QUOTED PASSAGE -
━━━━━━

Your doctor may soon be able to check on your recovery after a hospital stay by texting your mobile phone. Researchers, writing in BMC Medical Informatics and Decision Making today, have developed and tested a wireless patient monitoring system that could help detect patient suffering at a distance.
Keeping up-to-date with a patient's condition once they have left hospital can help doctors to "detect patient suffering earlier and to activate a well-timed intervention".
Researchers from Reply-planeT, an Italian company that offers integrated communication services, and Istituto Nazionale Tumori in Milan, write: "The wide and growing use of mobile phones and the Internet by the general population provides important new methods for communication between doctor and patient."
Their 'Wireless Health Outcomes Monitoring System' (WHOMS) could reduce the need to use printed questionnaires in monitoring the health and quality of life of patients, which should make such doctor-patient communication easier.
The system allows physicians to send short questionnaires to patients' mobile phones. Patients can answer the questions using their phone keypad and then return the completed form to the physicians without leaving their chair.
The results are collated automatically and presented to physicians on a secure web page. The graphic display of the patients' information gives doctors a quick overview of how the patients' symptoms are evolving. If any patient has seriously modified symptoms, a flashing light will appear by their name. This should help doctors to prioritise those in serious need.
To test whether this system would work in practice, the researchers asked all 97 cancer inpatients from the Istituto Nazionale Tumori in Milan, with the exception of those who had just had surgery and those who had visible physical impairments, to fill in a short survey using their mobile phone.
All the patients that attempted to complete the ten-question survey about their state of health did so successfully using their mobile phone. "This confirmed the user-friendliness of the system for people familiar with modern communication technologies," say the researchers.
However, 42% of those asked refused to participate, mostly due to inexperience with using mobile phones. This was a larger percentage than the researchers were expecting, but they hope that this figure might be reduced if a patient could get help from their family, or if other channels of communication, such as the Internet, were incorporated into the system.
"We are currently introducing modifications aimed at improving the system," write the researchers. "In particular we are investigating multi-channel approaches so that we can offer WHOMS functions through palm computers and interactive voice responders to provide a better interface and a wider choice for patients."
They continue: "These are the first steps required in the process of seeking to apply this system to standard clinical practice. The next steps are to demonstrate the system's usefulness for patients and/or providers, and to demonstrate provider acceptance and use of the system."

━━━━━━

Segmentation mask data -

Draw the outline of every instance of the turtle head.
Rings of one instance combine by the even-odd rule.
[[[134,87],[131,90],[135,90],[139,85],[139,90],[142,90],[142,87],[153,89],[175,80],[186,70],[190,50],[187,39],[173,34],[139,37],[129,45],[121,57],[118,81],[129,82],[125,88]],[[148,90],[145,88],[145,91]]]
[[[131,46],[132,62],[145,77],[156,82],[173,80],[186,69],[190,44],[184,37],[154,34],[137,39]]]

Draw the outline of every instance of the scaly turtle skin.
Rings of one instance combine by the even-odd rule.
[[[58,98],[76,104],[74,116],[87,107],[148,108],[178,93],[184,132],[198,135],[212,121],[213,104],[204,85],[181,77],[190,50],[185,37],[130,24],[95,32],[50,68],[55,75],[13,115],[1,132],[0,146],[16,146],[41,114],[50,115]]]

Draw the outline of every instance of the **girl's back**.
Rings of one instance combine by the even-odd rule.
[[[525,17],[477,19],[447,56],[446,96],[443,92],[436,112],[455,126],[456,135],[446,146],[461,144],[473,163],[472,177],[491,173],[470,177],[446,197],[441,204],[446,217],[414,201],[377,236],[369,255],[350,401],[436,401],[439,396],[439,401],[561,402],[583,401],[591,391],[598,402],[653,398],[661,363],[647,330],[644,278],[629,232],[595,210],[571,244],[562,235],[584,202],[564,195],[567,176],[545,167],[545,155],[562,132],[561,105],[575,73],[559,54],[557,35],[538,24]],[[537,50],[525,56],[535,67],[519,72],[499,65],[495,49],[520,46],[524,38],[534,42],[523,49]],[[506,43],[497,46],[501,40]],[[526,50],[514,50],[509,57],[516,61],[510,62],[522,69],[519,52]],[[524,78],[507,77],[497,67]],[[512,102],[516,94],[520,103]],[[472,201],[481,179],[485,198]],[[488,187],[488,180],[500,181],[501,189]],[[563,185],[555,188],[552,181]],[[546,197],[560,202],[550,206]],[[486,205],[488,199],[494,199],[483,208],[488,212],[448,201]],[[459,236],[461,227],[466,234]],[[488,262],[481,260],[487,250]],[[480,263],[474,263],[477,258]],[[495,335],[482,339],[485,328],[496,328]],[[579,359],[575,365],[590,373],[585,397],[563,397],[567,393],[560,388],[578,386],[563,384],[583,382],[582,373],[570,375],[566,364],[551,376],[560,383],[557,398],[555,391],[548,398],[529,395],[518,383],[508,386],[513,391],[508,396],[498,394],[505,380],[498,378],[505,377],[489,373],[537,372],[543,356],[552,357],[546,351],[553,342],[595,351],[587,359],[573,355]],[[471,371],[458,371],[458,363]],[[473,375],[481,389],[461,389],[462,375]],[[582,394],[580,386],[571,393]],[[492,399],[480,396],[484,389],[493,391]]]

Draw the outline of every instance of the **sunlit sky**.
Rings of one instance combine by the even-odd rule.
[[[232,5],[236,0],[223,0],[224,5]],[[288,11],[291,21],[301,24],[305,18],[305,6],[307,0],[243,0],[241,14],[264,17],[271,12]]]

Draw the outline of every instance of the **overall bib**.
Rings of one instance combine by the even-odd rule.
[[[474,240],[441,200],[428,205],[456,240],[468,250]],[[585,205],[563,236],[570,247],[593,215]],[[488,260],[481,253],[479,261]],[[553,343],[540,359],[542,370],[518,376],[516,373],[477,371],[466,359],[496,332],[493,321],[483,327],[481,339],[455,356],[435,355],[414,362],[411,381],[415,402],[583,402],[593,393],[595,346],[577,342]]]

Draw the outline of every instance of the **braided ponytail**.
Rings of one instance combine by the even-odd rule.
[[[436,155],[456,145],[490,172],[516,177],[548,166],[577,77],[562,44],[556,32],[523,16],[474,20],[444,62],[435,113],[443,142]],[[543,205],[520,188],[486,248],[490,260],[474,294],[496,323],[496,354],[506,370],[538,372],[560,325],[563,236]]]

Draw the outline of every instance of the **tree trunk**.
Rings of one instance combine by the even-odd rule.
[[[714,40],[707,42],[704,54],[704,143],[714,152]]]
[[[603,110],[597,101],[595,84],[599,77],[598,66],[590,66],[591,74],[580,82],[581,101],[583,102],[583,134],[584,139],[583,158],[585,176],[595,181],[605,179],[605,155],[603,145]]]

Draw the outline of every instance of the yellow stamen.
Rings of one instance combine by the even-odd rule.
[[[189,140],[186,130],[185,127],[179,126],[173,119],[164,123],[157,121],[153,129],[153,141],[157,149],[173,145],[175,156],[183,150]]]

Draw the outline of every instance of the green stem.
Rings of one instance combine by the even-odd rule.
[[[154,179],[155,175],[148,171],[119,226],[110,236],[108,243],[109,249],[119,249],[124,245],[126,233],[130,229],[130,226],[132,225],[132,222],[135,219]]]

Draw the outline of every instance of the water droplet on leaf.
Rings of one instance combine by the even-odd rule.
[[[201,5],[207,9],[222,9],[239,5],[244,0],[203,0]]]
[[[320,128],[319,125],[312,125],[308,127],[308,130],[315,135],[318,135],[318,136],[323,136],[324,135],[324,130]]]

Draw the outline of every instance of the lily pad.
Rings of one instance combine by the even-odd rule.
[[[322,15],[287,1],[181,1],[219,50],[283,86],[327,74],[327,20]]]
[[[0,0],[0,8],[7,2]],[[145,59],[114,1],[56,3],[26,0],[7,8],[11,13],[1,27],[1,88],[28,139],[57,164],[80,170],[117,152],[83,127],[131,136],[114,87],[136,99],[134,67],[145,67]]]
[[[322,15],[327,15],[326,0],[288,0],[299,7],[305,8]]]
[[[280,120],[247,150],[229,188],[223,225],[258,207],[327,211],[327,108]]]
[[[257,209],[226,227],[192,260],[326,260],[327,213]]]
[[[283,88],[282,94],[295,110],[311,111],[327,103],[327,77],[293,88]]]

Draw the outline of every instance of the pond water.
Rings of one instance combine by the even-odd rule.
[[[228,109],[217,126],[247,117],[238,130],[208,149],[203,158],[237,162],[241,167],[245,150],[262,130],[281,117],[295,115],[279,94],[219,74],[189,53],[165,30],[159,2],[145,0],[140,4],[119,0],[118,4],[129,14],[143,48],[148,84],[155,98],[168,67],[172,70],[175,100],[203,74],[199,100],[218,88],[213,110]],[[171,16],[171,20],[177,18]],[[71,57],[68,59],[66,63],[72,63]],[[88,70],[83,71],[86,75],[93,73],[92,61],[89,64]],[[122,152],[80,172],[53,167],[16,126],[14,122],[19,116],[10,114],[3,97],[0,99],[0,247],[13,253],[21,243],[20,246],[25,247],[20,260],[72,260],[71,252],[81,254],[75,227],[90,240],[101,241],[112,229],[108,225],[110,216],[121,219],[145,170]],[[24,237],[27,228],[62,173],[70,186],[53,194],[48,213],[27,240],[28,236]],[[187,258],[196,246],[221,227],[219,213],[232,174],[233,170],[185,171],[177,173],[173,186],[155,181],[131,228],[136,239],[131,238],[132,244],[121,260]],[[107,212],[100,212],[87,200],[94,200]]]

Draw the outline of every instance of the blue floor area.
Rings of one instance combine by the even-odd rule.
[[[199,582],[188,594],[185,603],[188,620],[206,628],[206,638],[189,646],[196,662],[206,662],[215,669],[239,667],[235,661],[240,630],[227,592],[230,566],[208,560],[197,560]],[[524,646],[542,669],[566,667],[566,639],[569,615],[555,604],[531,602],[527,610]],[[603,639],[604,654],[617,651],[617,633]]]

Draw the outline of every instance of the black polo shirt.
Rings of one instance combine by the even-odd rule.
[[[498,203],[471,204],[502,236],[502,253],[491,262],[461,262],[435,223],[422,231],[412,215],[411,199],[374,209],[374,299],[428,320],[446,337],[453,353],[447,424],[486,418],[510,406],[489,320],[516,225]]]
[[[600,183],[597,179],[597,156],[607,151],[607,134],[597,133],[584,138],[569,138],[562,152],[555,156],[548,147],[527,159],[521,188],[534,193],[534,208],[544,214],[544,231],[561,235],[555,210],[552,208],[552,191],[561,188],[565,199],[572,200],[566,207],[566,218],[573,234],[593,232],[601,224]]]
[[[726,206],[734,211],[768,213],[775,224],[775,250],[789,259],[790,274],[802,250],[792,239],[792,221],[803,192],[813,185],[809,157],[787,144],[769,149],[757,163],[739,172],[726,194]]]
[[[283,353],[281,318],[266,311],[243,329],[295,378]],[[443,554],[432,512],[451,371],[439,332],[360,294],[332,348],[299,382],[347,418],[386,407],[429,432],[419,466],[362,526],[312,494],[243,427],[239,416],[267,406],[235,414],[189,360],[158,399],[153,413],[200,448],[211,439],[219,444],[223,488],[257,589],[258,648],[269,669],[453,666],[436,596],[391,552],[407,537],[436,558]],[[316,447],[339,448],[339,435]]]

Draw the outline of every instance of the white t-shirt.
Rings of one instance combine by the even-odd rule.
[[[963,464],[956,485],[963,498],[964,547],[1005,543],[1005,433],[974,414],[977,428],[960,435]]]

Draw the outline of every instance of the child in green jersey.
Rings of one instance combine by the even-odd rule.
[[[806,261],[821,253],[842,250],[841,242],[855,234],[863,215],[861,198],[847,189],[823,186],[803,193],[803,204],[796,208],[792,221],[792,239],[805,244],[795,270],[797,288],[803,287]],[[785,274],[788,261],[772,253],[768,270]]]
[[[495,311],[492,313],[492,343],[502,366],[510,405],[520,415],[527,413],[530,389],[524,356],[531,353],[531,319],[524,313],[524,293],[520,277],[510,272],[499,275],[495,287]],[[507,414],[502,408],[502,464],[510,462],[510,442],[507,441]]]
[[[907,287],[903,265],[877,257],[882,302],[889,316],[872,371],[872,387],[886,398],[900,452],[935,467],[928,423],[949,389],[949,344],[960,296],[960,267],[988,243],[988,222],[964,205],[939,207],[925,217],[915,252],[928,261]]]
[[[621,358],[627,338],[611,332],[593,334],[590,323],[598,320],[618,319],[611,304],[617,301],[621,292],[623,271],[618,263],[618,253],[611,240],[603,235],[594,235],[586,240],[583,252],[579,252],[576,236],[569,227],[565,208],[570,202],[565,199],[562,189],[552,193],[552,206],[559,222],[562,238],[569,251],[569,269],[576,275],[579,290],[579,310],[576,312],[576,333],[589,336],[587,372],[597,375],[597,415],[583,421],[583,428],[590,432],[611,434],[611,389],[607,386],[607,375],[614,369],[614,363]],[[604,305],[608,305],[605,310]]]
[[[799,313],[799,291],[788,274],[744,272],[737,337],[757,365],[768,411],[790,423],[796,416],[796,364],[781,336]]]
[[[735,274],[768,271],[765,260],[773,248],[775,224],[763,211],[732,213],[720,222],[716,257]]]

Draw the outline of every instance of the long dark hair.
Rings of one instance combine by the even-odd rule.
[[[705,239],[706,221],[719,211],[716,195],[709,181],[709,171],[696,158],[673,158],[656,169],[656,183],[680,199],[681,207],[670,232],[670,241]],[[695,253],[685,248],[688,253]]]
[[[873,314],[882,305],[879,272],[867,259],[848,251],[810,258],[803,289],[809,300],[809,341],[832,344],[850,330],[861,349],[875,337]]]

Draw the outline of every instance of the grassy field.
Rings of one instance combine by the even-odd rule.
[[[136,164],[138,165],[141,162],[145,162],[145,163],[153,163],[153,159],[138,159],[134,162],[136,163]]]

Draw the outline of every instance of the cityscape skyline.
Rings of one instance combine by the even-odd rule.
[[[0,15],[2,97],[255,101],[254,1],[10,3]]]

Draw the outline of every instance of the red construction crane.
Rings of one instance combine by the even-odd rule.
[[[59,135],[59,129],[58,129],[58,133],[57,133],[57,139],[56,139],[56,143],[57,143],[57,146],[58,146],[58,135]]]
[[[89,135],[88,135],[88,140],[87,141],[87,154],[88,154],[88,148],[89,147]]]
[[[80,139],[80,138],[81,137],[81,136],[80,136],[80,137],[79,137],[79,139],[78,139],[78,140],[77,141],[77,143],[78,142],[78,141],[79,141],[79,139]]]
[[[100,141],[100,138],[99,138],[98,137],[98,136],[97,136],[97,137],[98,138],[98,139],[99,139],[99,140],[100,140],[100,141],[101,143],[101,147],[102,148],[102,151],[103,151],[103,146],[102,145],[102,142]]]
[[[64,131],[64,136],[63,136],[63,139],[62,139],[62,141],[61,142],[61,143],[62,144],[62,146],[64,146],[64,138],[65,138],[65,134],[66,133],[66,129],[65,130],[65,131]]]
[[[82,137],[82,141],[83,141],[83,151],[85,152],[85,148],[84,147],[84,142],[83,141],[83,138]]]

━━━━━━

WHAT YOU NEED TO DO -
1) In the article on the mobile phone patient monitoring system, reproduce the part that begins with the words "The results are" and ends with "survey using their mobile phone.".
2) Answer these questions from the article on the mobile phone patient monitoring system:
(a) What appears next to a patient's name when that patient's symptoms have seriously modified?
(b) How many cancer inpatients at the Istituto Nazionale Tumori were asked to complete the survey?
(c) What percentage of those asked refused to participate?

RESULTS IN ORDER -
1)
The results are collated automatically and presented to physicians on a secure web page. The graphic display of the patients' information gives doctors a quick overview of how the patients' symptoms are evolving. If any patient has seriously modified symptoms, a flashing light will appear by their name. This should help doctors to prioritise those in serious need.
To test whether this system would work in practice, the researchers asked all 97 cancer inpatients from the Istituto Nazionale Tumori in Milan, with the exception of those who had just had surgery and those who had visible physical impairments, to fill in a short survey using their mobile phone.

2)
(a) A flashing light.
(b) 97.
(c) 42%.